### The task
List each line in the entries below that contains the word "decorative", treating uppercase and lowercase letters as different.

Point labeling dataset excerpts
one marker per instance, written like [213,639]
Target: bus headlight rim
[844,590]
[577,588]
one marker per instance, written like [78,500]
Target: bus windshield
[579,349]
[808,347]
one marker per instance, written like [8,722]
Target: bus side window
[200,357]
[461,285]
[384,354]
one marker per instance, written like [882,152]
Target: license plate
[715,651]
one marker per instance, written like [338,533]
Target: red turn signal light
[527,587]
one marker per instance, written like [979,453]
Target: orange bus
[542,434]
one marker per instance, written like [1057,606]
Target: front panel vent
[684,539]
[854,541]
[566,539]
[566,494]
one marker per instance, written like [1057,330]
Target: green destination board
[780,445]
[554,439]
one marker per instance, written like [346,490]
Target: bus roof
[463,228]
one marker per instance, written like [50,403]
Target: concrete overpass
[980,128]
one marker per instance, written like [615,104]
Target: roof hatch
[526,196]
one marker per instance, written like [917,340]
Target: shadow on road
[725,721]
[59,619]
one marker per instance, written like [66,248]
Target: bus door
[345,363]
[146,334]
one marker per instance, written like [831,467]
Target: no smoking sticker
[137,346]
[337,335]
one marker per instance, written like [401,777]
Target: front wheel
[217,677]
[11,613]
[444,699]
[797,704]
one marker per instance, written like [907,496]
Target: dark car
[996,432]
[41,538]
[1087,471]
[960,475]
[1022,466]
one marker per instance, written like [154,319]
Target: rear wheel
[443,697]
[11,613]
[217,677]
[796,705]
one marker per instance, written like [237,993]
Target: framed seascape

==

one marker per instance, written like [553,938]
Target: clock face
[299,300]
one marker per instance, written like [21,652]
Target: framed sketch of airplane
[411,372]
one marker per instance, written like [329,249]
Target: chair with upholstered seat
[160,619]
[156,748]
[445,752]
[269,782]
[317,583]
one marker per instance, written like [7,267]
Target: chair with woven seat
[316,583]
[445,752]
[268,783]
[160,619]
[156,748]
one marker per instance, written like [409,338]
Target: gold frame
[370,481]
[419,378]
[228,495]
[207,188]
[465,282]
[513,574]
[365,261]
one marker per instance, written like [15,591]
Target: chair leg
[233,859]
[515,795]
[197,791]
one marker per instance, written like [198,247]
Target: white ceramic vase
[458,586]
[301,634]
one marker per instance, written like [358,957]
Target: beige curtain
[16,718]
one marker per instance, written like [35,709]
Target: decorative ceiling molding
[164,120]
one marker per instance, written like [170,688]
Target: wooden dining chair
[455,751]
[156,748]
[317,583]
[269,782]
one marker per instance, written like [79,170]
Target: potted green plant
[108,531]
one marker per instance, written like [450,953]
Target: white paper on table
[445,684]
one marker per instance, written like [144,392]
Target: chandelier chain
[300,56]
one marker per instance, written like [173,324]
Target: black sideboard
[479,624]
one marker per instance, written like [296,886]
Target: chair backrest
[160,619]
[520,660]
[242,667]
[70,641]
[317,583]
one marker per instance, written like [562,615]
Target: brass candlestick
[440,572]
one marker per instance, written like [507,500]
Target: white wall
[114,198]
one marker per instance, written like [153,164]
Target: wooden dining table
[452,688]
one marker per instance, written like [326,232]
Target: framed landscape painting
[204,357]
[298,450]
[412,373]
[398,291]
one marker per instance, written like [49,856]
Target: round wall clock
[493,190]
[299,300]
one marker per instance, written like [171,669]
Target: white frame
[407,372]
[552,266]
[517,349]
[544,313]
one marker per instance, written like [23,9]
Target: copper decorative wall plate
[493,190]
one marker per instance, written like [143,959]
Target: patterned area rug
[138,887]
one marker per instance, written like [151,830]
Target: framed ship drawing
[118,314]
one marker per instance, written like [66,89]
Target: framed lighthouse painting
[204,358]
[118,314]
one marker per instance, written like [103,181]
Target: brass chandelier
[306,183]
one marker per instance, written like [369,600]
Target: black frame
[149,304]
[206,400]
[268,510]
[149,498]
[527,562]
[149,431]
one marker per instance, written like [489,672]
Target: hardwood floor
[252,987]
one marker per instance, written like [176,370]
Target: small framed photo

---

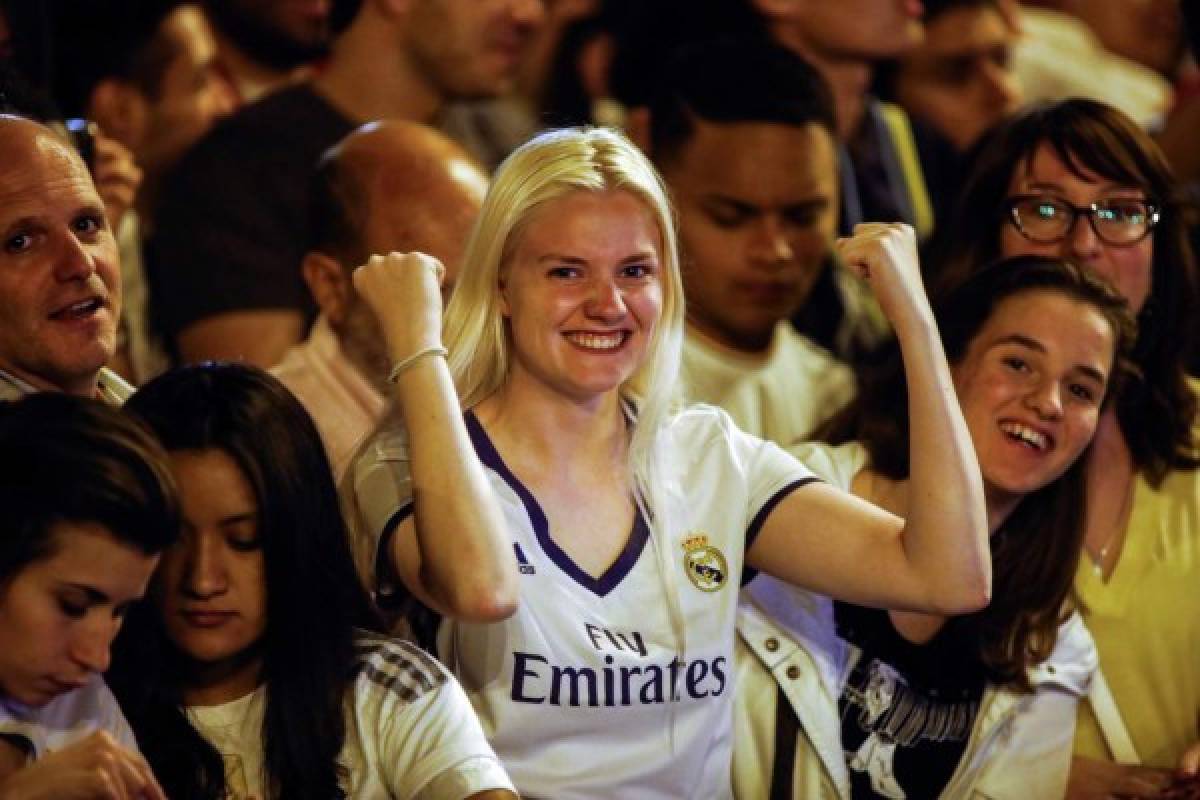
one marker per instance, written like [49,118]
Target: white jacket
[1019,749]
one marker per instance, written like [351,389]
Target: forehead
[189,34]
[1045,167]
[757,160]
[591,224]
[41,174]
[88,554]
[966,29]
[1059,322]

### Response below
Target: decorative ceiling molding
Target: copper decorative wall plate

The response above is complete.